Collected data entries
%%
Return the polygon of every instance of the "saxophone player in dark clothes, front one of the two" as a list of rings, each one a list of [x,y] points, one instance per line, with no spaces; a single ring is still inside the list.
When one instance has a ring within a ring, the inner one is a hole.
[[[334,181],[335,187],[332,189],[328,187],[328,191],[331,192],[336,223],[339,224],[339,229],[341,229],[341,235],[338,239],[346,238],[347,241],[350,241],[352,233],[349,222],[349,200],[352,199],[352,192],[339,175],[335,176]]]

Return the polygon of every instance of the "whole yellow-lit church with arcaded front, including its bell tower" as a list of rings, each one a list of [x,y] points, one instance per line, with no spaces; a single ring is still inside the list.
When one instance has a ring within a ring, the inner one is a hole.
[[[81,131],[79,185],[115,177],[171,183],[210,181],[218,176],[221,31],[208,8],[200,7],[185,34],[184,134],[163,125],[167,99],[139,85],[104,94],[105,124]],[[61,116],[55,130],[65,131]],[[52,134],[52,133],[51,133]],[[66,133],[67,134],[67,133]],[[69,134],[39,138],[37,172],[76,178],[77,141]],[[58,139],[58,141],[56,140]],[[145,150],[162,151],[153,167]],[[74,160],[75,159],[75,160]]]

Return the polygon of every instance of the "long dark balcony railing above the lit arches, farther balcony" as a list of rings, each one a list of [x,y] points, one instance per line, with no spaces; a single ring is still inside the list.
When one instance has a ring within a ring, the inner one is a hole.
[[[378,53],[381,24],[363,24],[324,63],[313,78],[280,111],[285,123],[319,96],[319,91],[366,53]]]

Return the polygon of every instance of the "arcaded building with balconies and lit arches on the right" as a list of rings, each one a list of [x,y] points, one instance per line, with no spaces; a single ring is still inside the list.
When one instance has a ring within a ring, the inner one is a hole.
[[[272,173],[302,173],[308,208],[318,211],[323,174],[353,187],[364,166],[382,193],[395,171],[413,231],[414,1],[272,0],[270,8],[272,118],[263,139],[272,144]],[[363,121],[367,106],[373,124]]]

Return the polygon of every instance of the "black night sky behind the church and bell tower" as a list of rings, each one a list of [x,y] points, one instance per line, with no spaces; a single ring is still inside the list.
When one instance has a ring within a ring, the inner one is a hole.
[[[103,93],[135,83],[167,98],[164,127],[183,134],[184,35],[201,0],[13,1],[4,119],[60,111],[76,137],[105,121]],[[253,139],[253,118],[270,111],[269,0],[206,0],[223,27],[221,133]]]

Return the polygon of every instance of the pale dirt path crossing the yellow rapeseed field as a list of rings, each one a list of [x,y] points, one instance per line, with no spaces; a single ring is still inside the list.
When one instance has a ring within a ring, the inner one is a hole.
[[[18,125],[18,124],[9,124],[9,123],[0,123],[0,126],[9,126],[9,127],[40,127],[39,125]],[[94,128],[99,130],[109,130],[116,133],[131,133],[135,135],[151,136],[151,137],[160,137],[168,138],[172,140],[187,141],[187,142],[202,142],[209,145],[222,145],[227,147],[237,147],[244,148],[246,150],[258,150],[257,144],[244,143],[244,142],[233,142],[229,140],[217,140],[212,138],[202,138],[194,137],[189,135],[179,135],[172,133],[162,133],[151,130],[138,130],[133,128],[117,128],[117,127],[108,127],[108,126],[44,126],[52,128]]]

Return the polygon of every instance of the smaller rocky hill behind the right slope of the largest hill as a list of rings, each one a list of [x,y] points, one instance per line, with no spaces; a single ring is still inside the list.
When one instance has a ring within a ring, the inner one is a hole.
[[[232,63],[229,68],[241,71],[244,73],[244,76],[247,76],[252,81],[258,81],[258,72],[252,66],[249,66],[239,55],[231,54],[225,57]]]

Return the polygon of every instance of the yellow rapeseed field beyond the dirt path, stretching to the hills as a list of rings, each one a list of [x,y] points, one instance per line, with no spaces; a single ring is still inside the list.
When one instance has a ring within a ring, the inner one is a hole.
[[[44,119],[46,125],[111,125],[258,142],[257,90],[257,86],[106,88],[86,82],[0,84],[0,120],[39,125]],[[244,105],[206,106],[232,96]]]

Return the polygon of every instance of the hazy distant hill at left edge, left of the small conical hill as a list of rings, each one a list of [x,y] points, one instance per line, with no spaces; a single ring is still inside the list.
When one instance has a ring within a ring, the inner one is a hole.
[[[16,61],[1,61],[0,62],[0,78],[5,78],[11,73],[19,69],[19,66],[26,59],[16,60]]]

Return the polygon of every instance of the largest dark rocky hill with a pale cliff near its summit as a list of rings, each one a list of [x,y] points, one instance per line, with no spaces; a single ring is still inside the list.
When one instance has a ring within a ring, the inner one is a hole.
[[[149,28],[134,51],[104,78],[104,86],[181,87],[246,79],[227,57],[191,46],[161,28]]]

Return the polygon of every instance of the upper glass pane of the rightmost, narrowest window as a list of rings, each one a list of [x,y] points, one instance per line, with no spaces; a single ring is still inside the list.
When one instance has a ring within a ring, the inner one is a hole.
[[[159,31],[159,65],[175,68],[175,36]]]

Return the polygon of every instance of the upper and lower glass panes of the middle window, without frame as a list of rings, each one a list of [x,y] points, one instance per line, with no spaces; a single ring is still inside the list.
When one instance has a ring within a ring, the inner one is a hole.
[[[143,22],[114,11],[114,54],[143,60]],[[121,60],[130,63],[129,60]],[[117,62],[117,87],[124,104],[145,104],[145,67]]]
%%
◆ AIM OF THE TASK: List every line above that holds the word "tower".

◆ SOLVED EXERCISE:
Return the polygon of every instance of the "whole yellow-lit church with arcaded front, including its bell tower" as a list of rings, each one a list of [x,y] points, one instance per line, with no spaces; a single ring is still inside the list.
Return the polygon of every instance of the "black night sky behind the church and bell tower" as a list of rings, each one a list of [x,y] points, one instance per line, with no spaces; a single ring is still inside the list.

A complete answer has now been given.